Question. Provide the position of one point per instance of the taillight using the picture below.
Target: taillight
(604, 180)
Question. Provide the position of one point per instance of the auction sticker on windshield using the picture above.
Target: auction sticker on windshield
◇ ◇ ◇ ◇ ◇
[Exercise aim]
Exact copies of all entries are what's needed here.

[Written solution]
Question. Provide the position of one point per instance of the taillight using the picture below.
Target: taillight
(604, 180)
Question. Provide the position of one point per instance of the auction sticker on windshield using the picture above.
Target: auction sticker on windshield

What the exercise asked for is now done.